GIVEN PROBLEM:
State how many lines of the entries below contain the string "upper", counting case as significant. Give only the number.

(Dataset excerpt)
** start **
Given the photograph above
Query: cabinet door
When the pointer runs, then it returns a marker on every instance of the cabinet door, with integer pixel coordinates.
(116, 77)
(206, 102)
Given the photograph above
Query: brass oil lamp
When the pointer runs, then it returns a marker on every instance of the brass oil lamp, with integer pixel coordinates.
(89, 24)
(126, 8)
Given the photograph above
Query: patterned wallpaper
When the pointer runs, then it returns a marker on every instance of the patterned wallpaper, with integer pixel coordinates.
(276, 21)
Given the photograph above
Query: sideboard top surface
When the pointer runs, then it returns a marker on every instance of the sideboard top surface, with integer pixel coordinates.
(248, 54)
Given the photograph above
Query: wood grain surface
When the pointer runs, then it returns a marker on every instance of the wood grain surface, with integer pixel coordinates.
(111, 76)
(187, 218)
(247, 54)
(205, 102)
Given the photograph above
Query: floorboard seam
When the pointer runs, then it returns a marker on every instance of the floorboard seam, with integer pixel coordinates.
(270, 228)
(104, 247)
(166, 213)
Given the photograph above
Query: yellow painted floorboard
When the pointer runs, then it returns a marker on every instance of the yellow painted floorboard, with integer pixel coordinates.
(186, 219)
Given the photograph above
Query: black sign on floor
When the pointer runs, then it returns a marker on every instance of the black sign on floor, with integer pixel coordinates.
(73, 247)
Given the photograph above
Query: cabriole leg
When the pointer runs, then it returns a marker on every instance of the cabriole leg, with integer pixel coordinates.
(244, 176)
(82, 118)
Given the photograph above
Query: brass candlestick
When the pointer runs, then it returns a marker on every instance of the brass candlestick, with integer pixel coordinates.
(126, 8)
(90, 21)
** end **
** start **
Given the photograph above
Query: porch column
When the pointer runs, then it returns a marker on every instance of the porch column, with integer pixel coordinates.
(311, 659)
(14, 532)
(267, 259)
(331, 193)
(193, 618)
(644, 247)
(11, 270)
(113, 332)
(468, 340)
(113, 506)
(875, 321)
** end **
** start **
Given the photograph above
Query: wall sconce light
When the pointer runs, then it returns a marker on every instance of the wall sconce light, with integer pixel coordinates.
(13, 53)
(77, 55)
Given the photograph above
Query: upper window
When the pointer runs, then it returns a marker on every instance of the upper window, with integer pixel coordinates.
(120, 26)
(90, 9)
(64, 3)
** end **
SOLUTION:
2